Copy out the lines below with "Tag each instance" swapped for "Mark every instance" everywhere it occurs and nothing else changed. Leave the pictures out.

- Records shown
-*-

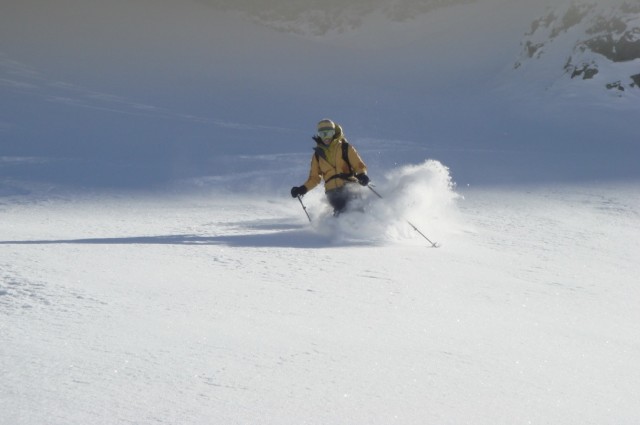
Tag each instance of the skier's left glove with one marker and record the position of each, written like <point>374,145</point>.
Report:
<point>298,191</point>
<point>363,179</point>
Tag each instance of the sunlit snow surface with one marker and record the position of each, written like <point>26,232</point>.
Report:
<point>201,309</point>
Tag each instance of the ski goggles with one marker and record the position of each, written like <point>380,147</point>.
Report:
<point>326,134</point>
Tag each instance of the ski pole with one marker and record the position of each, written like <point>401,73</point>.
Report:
<point>433,244</point>
<point>304,208</point>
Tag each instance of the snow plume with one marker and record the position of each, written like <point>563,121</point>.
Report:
<point>423,195</point>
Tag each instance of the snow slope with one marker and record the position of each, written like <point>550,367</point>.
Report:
<point>205,307</point>
<point>154,269</point>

-*-

- Reply to the exercise
Mark every instance of the skier's left glove with one marker and record the position of each, written like <point>374,145</point>.
Report:
<point>298,191</point>
<point>363,179</point>
Mark every instance of the sunlit snow surface with one marker and record the position of each, written like <point>26,232</point>.
Report:
<point>201,309</point>
Mark every instance of the ski goggles with one marker and record the position of each, written like <point>380,147</point>.
Report:
<point>326,134</point>
Mark every instance of the ski pole with one marker and record the position of each, written like <point>401,73</point>.
Report:
<point>433,244</point>
<point>304,208</point>
Mark every instance of the snow plume with one marker and record the position of each, written like <point>563,121</point>.
Report:
<point>423,195</point>
Mark every instance of the snow slope with one marker and record the position of each, written like <point>550,367</point>.
Report:
<point>205,307</point>
<point>154,269</point>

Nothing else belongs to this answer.